= Task details =
Copy the data word for word, starting at the line that contains "Class, indicate each instance of the rock surface" and ending at the last line of the data.

= Material for the task =
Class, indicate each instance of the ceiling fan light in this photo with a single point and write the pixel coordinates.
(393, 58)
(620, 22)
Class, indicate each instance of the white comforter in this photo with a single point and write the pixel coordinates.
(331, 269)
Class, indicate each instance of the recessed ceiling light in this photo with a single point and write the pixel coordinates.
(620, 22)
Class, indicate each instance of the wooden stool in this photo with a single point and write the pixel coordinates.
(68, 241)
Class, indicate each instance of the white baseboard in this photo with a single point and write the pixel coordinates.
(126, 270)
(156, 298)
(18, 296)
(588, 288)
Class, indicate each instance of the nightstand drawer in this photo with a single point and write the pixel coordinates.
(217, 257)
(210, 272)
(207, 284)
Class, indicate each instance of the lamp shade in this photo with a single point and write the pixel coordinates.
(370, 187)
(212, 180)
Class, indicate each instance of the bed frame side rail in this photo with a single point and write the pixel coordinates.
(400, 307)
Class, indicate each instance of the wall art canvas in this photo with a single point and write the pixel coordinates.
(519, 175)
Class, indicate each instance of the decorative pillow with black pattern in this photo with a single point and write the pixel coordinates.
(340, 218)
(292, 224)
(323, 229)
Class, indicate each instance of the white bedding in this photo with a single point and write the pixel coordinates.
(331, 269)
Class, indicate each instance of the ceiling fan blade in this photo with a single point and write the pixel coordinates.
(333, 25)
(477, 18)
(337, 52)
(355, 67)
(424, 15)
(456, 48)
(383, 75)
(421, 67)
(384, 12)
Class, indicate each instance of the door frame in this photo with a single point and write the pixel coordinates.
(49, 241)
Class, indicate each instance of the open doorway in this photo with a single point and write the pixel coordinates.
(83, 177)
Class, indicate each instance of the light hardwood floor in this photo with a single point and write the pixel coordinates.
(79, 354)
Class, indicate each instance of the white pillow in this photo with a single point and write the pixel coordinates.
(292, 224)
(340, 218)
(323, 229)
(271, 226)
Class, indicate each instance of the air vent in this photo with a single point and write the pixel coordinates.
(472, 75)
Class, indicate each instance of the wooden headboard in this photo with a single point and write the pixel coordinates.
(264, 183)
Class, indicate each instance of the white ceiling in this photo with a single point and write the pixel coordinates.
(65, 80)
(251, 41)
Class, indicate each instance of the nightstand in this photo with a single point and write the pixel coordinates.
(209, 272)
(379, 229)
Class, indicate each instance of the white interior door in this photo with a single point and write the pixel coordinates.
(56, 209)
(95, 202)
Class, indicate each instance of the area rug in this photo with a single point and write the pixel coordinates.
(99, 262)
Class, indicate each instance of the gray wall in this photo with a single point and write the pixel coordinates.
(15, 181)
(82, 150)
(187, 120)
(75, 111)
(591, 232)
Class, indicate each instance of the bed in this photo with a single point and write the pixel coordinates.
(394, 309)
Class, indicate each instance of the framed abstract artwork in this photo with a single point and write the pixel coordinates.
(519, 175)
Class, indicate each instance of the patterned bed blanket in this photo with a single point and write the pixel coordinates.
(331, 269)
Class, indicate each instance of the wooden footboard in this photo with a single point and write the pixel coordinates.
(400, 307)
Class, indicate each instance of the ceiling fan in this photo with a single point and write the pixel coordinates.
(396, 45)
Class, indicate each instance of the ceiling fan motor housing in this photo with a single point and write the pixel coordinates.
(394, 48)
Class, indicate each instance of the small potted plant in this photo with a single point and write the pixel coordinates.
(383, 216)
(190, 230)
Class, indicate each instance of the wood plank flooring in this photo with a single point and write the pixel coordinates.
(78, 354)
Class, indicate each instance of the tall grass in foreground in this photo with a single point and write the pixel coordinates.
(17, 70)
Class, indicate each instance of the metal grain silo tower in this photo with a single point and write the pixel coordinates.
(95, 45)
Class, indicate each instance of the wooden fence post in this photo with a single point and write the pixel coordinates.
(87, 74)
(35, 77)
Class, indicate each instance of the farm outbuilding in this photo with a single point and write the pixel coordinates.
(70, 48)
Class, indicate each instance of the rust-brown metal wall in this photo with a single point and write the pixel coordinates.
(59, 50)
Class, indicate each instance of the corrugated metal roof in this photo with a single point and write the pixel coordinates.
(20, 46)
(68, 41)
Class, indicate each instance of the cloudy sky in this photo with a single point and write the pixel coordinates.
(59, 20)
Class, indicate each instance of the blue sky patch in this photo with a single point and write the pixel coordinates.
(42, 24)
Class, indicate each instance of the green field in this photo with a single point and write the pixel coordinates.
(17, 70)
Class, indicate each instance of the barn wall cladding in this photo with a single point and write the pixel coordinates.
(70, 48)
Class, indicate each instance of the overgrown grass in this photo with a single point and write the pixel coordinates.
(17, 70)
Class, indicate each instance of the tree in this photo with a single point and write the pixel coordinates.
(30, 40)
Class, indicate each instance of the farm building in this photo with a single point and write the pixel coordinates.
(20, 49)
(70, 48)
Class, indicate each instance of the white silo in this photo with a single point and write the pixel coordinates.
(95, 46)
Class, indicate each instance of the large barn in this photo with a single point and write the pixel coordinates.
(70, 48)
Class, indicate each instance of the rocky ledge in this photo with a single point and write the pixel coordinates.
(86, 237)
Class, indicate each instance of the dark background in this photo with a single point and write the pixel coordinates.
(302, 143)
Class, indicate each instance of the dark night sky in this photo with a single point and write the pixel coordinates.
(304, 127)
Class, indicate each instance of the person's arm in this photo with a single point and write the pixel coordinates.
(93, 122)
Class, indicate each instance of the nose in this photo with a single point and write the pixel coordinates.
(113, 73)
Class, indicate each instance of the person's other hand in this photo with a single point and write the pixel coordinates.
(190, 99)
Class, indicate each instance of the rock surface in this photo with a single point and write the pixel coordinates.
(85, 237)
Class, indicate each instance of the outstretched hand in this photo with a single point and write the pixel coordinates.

= Task output =
Class, indicate each instance of the rock surface in this photo with a single point and write the pixel coordinates.
(85, 237)
Class, indicate each instance of the outstretched hand in this photo with a single point and write the pixel coordinates.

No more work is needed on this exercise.